'''

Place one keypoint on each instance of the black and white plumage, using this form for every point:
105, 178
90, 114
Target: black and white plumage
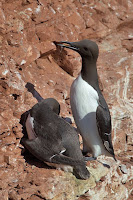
89, 108
53, 140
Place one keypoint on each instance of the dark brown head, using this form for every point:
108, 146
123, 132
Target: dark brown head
86, 48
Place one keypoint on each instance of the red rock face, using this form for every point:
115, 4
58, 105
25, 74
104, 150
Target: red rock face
27, 29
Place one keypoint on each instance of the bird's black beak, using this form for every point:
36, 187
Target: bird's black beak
69, 45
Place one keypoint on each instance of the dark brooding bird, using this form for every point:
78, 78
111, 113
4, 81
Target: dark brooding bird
51, 139
89, 108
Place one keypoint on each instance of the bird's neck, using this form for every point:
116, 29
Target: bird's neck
89, 72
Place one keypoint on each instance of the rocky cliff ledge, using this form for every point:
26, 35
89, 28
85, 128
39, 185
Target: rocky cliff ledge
27, 29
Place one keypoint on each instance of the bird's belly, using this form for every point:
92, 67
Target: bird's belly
66, 168
84, 103
30, 128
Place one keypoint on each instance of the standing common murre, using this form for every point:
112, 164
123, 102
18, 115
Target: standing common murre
89, 108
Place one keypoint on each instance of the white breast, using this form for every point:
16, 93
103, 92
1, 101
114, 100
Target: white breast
84, 102
83, 97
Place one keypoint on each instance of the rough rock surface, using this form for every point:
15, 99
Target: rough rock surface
27, 29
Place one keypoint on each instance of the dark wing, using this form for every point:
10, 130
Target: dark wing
104, 127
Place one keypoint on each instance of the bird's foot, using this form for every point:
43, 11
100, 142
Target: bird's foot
86, 158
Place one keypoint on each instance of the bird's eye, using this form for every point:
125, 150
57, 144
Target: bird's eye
85, 48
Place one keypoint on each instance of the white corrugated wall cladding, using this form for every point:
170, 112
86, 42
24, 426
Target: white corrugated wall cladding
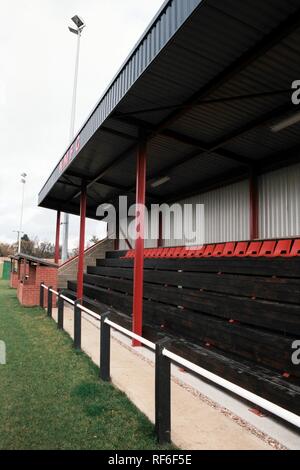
279, 203
227, 211
226, 215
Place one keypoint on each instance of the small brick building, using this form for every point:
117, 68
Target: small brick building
27, 273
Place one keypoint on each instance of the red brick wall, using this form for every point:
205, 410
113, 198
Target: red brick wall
13, 280
28, 290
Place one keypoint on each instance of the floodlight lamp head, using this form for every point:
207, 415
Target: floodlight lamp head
78, 21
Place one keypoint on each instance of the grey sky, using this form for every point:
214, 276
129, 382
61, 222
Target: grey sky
37, 55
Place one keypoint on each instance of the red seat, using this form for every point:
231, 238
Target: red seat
151, 252
165, 253
240, 249
283, 248
268, 248
295, 251
209, 249
200, 251
171, 252
254, 249
218, 251
229, 249
193, 251
159, 252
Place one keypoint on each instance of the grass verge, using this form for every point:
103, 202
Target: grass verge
50, 395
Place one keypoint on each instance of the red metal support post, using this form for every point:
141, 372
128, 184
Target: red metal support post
57, 237
117, 234
254, 218
138, 283
159, 240
81, 242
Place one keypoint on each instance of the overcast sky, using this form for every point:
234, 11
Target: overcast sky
37, 55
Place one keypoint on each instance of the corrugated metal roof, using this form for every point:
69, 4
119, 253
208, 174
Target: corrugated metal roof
209, 51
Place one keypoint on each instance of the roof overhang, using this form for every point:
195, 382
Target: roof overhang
206, 84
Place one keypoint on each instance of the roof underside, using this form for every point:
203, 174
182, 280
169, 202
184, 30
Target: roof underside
205, 84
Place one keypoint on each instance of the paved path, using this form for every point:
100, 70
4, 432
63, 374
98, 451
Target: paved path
196, 423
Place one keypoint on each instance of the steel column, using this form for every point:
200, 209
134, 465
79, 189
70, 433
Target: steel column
162, 393
139, 243
117, 234
254, 218
57, 237
104, 348
160, 234
49, 302
81, 242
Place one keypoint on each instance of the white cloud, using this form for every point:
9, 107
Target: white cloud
37, 64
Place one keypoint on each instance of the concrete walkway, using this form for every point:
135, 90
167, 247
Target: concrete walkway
197, 422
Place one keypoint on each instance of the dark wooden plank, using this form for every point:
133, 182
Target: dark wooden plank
264, 382
281, 267
276, 316
269, 349
268, 288
257, 379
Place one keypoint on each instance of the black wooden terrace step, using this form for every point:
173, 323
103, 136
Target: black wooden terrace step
281, 267
260, 380
271, 350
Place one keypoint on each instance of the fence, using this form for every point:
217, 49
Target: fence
163, 360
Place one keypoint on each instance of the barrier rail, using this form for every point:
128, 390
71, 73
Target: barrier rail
163, 360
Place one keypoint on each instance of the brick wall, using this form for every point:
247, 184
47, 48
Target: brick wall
13, 280
28, 289
68, 271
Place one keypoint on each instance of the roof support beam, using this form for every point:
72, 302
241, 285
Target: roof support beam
262, 47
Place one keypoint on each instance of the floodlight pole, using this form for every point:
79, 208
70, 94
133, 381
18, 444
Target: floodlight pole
65, 221
23, 181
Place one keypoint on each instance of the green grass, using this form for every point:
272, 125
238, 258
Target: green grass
50, 395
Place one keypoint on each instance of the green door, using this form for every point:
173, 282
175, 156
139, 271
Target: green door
6, 270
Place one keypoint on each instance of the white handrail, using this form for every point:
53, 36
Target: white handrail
265, 404
126, 332
70, 301
236, 389
89, 312
54, 291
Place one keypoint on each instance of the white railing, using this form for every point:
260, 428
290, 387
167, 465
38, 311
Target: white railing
274, 409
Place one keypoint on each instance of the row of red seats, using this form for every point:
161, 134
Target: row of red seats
270, 248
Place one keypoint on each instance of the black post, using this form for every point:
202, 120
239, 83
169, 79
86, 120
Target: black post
77, 325
41, 295
104, 348
162, 393
50, 295
60, 312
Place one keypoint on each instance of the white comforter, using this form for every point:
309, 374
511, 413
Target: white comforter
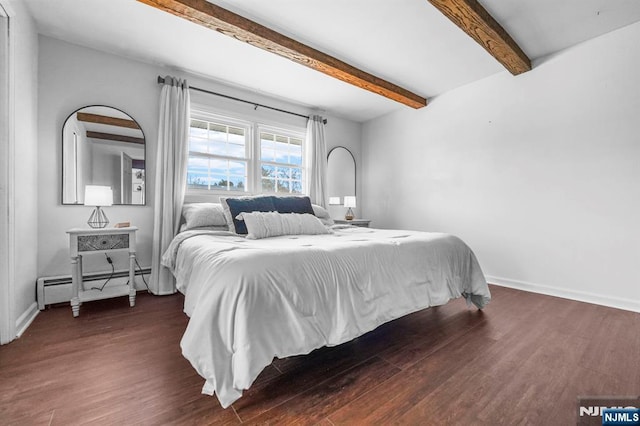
252, 300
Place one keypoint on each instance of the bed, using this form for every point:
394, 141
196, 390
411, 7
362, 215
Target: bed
250, 300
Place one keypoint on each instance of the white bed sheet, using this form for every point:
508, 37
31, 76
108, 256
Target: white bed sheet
252, 300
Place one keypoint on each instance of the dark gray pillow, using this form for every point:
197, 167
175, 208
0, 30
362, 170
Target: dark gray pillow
248, 205
293, 204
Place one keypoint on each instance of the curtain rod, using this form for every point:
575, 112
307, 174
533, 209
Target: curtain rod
255, 104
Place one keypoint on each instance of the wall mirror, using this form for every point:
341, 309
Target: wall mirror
341, 173
102, 145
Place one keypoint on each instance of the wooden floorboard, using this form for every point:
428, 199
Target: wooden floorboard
525, 359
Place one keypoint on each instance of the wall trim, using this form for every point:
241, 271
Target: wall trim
580, 296
26, 319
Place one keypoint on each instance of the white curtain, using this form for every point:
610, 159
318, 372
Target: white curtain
171, 177
317, 181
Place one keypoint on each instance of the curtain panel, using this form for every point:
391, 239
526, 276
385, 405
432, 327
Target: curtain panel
317, 181
171, 176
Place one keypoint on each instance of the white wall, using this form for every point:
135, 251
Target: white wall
71, 77
539, 173
26, 163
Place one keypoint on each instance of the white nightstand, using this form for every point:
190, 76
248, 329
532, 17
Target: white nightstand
104, 240
364, 223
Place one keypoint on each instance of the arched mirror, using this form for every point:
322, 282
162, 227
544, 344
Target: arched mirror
104, 146
341, 174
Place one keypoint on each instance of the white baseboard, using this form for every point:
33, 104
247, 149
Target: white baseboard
580, 296
26, 319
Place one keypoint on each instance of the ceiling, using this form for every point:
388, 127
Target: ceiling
406, 42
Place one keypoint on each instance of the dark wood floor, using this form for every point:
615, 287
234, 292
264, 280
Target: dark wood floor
524, 360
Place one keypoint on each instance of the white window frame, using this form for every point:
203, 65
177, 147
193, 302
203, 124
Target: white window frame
254, 160
264, 128
227, 121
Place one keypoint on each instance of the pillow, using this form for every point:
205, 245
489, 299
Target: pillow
197, 215
322, 214
234, 206
293, 204
272, 224
224, 227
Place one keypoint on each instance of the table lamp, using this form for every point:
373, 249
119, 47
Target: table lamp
349, 202
98, 196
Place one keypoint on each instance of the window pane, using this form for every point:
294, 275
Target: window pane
237, 168
236, 150
283, 186
198, 128
197, 173
267, 147
296, 174
219, 182
296, 186
268, 185
295, 155
268, 171
198, 145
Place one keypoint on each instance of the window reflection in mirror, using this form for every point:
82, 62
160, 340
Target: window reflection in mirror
103, 146
341, 173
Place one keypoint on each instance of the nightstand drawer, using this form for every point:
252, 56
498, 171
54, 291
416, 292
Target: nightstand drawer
103, 242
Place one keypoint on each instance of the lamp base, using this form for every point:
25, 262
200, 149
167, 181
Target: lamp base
349, 215
98, 219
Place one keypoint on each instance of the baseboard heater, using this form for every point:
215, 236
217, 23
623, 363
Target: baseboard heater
52, 290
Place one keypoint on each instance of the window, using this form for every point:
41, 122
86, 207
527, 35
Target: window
228, 155
218, 156
280, 162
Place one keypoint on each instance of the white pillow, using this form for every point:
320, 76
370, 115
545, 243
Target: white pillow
197, 215
272, 224
322, 214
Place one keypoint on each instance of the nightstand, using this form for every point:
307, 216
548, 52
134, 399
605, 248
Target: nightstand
84, 241
364, 223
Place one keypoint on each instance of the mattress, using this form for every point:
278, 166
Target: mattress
252, 300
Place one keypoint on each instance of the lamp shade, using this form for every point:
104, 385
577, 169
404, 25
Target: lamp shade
350, 201
96, 195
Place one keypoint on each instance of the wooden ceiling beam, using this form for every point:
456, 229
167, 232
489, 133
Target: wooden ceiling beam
233, 25
112, 137
474, 20
103, 119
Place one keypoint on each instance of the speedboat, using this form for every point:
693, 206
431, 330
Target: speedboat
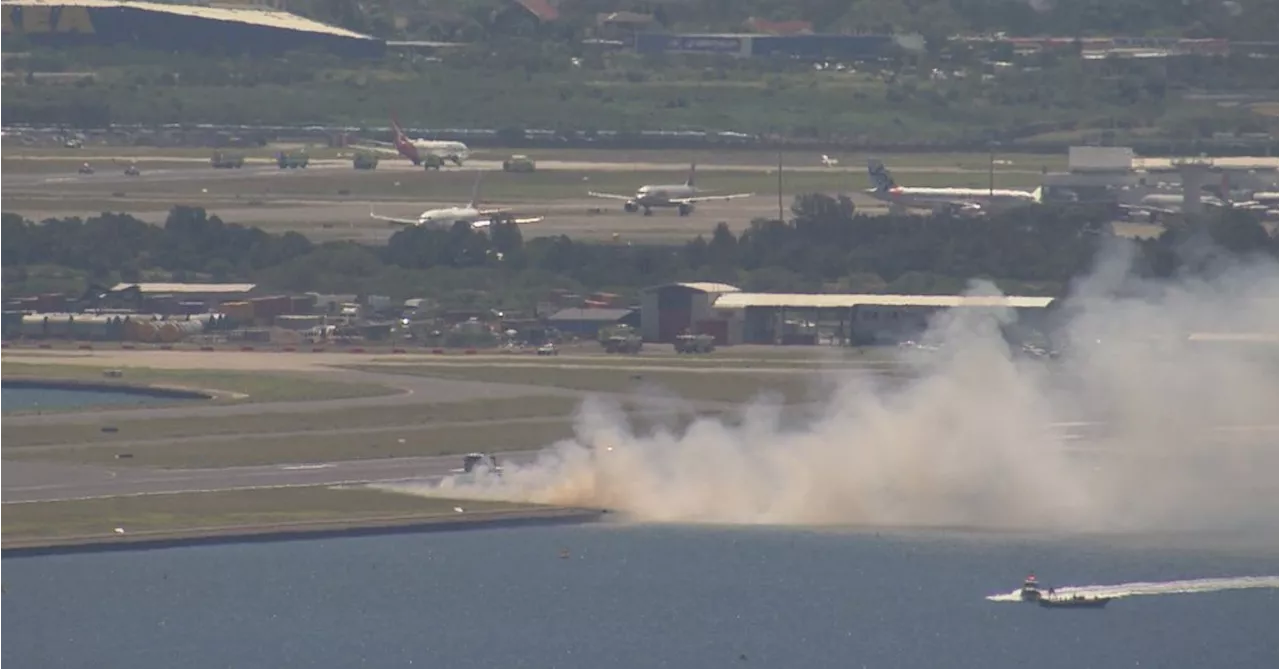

'''

WORK TO DO: Count the lines in the rows above that contain the word "terrace" and reply with only that number.

RESULT OF THE EXERCISE: 2